Written exercise.
Return every line of the records below word for word, with nothing added or changed.
** Start of Information provided **
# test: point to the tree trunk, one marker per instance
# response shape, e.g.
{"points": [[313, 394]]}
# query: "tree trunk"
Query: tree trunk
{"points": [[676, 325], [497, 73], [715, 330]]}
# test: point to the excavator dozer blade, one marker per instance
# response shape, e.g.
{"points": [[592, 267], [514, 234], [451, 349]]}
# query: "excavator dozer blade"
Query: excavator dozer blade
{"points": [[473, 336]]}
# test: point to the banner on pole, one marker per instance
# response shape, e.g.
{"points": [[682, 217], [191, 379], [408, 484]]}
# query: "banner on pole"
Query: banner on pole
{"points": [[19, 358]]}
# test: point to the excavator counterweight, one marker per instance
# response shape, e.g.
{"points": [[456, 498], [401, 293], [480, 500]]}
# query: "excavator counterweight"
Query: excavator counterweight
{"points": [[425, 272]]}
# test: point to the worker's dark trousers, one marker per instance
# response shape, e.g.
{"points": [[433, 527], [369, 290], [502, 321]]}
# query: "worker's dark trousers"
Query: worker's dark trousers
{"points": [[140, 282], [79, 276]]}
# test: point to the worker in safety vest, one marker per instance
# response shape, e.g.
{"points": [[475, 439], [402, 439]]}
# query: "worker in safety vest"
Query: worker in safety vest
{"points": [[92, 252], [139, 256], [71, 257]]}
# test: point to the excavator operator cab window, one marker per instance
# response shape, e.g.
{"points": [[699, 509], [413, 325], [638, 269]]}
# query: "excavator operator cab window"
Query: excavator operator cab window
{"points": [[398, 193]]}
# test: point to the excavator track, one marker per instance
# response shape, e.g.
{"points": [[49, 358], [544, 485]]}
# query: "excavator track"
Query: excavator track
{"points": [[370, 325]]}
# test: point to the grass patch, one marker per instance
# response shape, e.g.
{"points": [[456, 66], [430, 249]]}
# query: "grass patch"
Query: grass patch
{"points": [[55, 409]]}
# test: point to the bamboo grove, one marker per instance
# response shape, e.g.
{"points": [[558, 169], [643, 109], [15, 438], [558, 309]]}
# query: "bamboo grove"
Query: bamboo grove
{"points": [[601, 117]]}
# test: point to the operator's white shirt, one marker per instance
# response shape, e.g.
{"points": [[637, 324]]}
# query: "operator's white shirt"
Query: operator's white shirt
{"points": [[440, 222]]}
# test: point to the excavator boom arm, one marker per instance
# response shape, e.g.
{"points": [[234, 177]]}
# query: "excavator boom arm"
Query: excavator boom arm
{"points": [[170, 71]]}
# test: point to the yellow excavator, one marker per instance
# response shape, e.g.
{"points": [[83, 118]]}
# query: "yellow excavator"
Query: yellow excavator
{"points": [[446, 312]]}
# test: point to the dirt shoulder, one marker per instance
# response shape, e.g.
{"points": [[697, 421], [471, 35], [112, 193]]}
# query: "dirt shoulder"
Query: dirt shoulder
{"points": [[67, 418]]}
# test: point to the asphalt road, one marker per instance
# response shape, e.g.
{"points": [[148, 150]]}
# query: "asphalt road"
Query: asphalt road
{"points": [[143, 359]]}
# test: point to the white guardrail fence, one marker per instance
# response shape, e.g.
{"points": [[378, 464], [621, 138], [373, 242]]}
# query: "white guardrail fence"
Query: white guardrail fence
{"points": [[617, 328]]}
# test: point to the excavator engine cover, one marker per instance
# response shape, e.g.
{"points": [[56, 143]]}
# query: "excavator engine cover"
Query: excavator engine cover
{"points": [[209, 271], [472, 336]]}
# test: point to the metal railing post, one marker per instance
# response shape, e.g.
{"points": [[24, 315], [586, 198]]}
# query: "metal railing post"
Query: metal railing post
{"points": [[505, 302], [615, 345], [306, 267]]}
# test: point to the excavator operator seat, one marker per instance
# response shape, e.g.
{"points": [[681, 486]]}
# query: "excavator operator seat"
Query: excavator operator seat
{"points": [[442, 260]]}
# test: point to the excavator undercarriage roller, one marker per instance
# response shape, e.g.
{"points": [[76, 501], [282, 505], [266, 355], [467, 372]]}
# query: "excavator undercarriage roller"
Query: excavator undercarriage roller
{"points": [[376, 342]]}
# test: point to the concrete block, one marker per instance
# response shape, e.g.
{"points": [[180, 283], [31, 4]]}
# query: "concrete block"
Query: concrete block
** End of Information provided **
Answer to this problem.
# test: point to the tree trunk, one marker per instance
# response shape, e.g.
{"points": [[313, 394]]}
# query: "tree trunk"
Query: tree trunk
{"points": [[676, 325], [497, 73], [715, 330]]}
# test: point to the excavator dozer blade, one marker per instance
# response shape, e.g.
{"points": [[592, 267], [514, 234], [451, 349]]}
# query: "excavator dozer blade"
Query: excavator dozer blade
{"points": [[473, 336]]}
# test: point to the banner on pole, one marker per instance
# response shape, e.g.
{"points": [[682, 217], [191, 379], [408, 484]]}
# query: "banner on pole"
Query: banner on pole
{"points": [[19, 358]]}
# test: point to the excavator counterweight, one marker per instance
# response shape, e.g.
{"points": [[456, 498], [401, 293], [480, 500]]}
# query: "excavator counterweight"
Query: excavator counterweight
{"points": [[425, 272]]}
# test: point to the worker's dark trousers, one marker per instance
# response shape, e.g.
{"points": [[433, 527], [369, 290], [502, 321]]}
# query: "worker's dark trousers"
Query: worker's dark trousers
{"points": [[140, 282], [79, 276]]}
# test: point to the worker in safety vest, one marker per instance
# response shape, e.g.
{"points": [[475, 439], [402, 439]]}
# query: "worker in safety vest"
Query: worker in safety vest
{"points": [[92, 252], [139, 256], [71, 257]]}
# test: point to the excavator operator cab window, one marker per instance
# response shape, e.g.
{"points": [[699, 509], [413, 325], [638, 269]]}
# query: "excavator operator cab window"
Query: excavator operator cab window
{"points": [[398, 193]]}
# test: point to the excavator track, one marker per instance
# response shape, e.g.
{"points": [[49, 358], [544, 485]]}
# query: "excavator track"
Query: excavator track
{"points": [[370, 325]]}
# test: point to the grass patch, one marker per instance
# response shape, e.g.
{"points": [[456, 66], [430, 249]]}
# query: "grass patch"
Query: grass patch
{"points": [[55, 409]]}
# test: point to the bamboo grove, one marker per instance
# response shape, e.g.
{"points": [[558, 169], [643, 109], [15, 438], [558, 309]]}
# query: "bamboo grove"
Query: bamboo grove
{"points": [[601, 117]]}
# test: point to the operator's white shirt, one marker per instance
# response shape, e.g.
{"points": [[637, 324]]}
# query: "operator's white shirt"
Query: operator's white shirt
{"points": [[440, 222]]}
# test: point to the excavator boom arm, one marker per instance
# response shape, e.g.
{"points": [[234, 177]]}
# query: "excavator boom arm"
Query: excavator boom arm
{"points": [[170, 71]]}
# test: point to the yellow excavator, one marker per instance
# response shape, e.g.
{"points": [[83, 118]]}
# query: "yellow excavator"
Query: yellow excavator
{"points": [[446, 312]]}
# test: point to the dirt shoulder, one marker per instance
# response shape, e.g.
{"points": [[697, 421], [471, 35], [112, 193]]}
# query: "dirt shoulder"
Query: dirt shoulder
{"points": [[67, 418]]}
# test: point to the asphalt road, one marker per instance
# response shape, e.g.
{"points": [[148, 150]]}
# query: "asphalt road"
Query: asphalt road
{"points": [[143, 359]]}
# test: point to the white guardrail fence, one marker per instance
# response shape, e.g.
{"points": [[378, 464], [621, 138], [373, 242]]}
# query: "white guardrail fence"
Query: white guardrail fence
{"points": [[617, 328]]}
# test: point to the excavator engine cover, one marker per instance
# response shape, e.g.
{"points": [[56, 143]]}
# query: "excavator engine cover"
Query: excavator engine cover
{"points": [[209, 271], [472, 336]]}
# test: point to the metal railing post, one marker per instance
# response shape, e.g.
{"points": [[24, 315], [586, 198]]}
# query: "metal railing post"
Query: metal railing post
{"points": [[505, 302], [615, 345], [306, 267]]}
# test: point to the excavator operator seat, one marker per instance
# response shape, e.g.
{"points": [[681, 486]]}
# query: "excavator operator seat"
Query: excavator operator seat
{"points": [[442, 260]]}
# test: point to the excavator undercarriage roller, one marker per instance
# response shape, e.g.
{"points": [[76, 501], [282, 505], [266, 355], [467, 372]]}
# query: "excavator undercarriage roller"
Query: excavator undercarriage roller
{"points": [[376, 342]]}
# test: point to the concrete block, one marker per instance
# response shape, e.g.
{"points": [[180, 283], [31, 4]]}
# query: "concrete block"
Query: concrete block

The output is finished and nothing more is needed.